Exercise prompt - With the records in front of you, set every one of them down exactly.

Information -
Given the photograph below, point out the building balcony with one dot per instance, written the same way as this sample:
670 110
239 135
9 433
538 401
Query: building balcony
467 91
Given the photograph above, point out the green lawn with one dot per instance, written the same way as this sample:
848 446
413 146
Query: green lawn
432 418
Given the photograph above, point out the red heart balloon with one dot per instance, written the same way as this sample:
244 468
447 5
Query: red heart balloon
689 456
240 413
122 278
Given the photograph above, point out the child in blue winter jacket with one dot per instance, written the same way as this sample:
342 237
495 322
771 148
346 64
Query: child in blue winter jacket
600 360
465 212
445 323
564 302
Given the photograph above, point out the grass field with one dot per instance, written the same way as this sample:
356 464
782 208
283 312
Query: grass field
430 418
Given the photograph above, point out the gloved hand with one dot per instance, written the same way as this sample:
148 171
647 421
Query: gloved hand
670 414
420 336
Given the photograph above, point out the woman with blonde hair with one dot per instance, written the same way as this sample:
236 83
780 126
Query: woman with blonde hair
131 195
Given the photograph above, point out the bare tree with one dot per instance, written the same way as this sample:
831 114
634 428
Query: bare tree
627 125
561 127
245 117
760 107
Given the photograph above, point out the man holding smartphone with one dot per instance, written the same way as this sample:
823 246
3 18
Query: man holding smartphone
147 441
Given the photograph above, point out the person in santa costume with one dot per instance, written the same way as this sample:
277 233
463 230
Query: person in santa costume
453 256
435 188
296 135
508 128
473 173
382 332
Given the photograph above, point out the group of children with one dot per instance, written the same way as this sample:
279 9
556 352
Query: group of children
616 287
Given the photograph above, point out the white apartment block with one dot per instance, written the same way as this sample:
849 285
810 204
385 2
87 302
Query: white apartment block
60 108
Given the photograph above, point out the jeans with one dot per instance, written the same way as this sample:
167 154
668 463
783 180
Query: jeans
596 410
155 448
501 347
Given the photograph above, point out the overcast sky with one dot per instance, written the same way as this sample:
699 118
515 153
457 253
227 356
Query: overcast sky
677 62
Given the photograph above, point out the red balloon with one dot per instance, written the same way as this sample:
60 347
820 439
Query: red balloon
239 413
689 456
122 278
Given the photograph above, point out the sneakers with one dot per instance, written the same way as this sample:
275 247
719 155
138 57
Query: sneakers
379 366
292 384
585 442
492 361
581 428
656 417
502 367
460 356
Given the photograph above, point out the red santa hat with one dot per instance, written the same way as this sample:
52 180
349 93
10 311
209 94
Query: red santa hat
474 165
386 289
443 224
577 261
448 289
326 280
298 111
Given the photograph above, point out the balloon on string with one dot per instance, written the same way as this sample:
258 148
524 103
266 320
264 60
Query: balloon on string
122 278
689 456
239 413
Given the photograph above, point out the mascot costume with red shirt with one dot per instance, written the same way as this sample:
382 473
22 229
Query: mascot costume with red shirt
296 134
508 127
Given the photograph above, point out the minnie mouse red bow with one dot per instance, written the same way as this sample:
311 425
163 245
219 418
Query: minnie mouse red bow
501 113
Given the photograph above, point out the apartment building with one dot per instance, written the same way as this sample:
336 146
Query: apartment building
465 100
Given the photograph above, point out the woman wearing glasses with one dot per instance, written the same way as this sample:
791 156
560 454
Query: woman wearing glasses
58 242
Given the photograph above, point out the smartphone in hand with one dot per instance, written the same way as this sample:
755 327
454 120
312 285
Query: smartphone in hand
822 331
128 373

Written response -
Given the photograph below, point out the building balcony with one dot per instance, written the same way as this sample:
670 110
239 135
9 433
538 401
Query: building balcony
467 91
Given the photograph above, point out the green lawn with one dot per instance, written the same way as this sample:
848 446
413 146
Query: green lawn
432 418
Given the photograph above, point out the red heart balloon with one dot per instance, written the same way as this sample:
244 468
447 5
Query: red heart balloon
689 456
240 413
122 278
Given the photograph above, point out the child in blue winter jacket with one dot per instance, written the same way as this sample:
342 237
495 322
771 148
346 64
Query: child in blue winter jacket
600 360
465 212
445 323
564 302
Given the photograph above, point out the grass field with one dot per instance, written the same way as this sample:
356 464
782 208
283 312
Query: grass field
430 418
Given the photograph above, point out the gloved hand with one dot per instance, written the same way as this sample:
148 171
647 421
Query: gloved hand
670 414
420 336
Given the photograph above, point out the woman with blonde hair with one dot per instance, written the same way as this sample:
236 83
780 126
Query: woman with blonde hair
131 195
Given the photograph above, point out the bare tree with one dot per instance, written the same way as this sample:
831 114
634 428
Query: bare tree
627 125
561 127
245 117
760 107
Given the photograph above, point out the man holding smartphone with one dot per instance, written the same way as this sample:
823 246
3 18
Query: man holding smartphone
147 441
Given the photograph above, point out the person in santa costume with one dot per instance, written the same way as this sample:
277 233
463 230
Query: person in santa costume
453 256
435 188
296 135
508 128
473 173
382 332
Given the photograph above, point out the group of children with one dot per instance, written the same way as this sample:
279 9
556 352
Query: group of children
616 287
Given the photograph above, point out the white apartment block with one dot per instance, written the same way as this sample:
849 285
810 204
385 2
87 302
Query: white apartment block
60 108
Given the photograph above, point out the jeans with one dot per instance, written the same way as this sample:
167 154
668 463
783 180
Query: jeans
596 410
155 448
501 347
Given the photograph above, point out the overcast sky with one dot per instance, written the same way as this sample:
699 118
515 153
457 253
227 356
Query: overcast sky
677 62
Given the photograph above, point out the red balloon with one dot per instance, written the same way as this sample:
60 347
820 439
Query: red balloon
239 413
689 456
122 278
Given the photograph above, point out the sneakers with one dot per instance, written the same way as this sample:
275 247
719 155
138 57
Query: sneakers
379 366
292 384
585 442
492 361
581 428
656 417
502 367
460 356
Given the photograph above, point out the red santa hat with one dot per instance, written the same way as this sample:
52 180
349 93
10 311
209 94
Query: red santa hat
474 165
386 289
443 224
577 261
448 289
326 280
298 111
Given the photograph above, point out the balloon on string with one dot per instance, written the same way as this sample:
258 148
524 103
266 320
264 60
Query: balloon on string
122 278
689 456
239 413
Given the photograph above, point out the mascot costume with red shirt with one dot per instance, written the same way as this sample:
382 473
22 229
Query: mascot costume with red shirt
296 134
508 127
Given the photograph above, point out the minnie mouse red bow with one dot per instance, written the same way as this sample:
311 425
163 245
219 418
Query: minnie mouse red bow
501 113
Given the photograph above, point out the apartment building with one dot per instance, written the same way as this sample:
336 146
Query: apartment building
465 100
Given the photograph above, point out the woman wearing glasses with one dot per instance, written the same way as this sample:
791 156
560 454
Query: woman wearing glasses
58 242
Given the photograph above, point out the smartphone in hand with one dot per instance, written the same way as this sample:
755 327
454 120
312 285
Query: smartphone in hand
822 331
128 373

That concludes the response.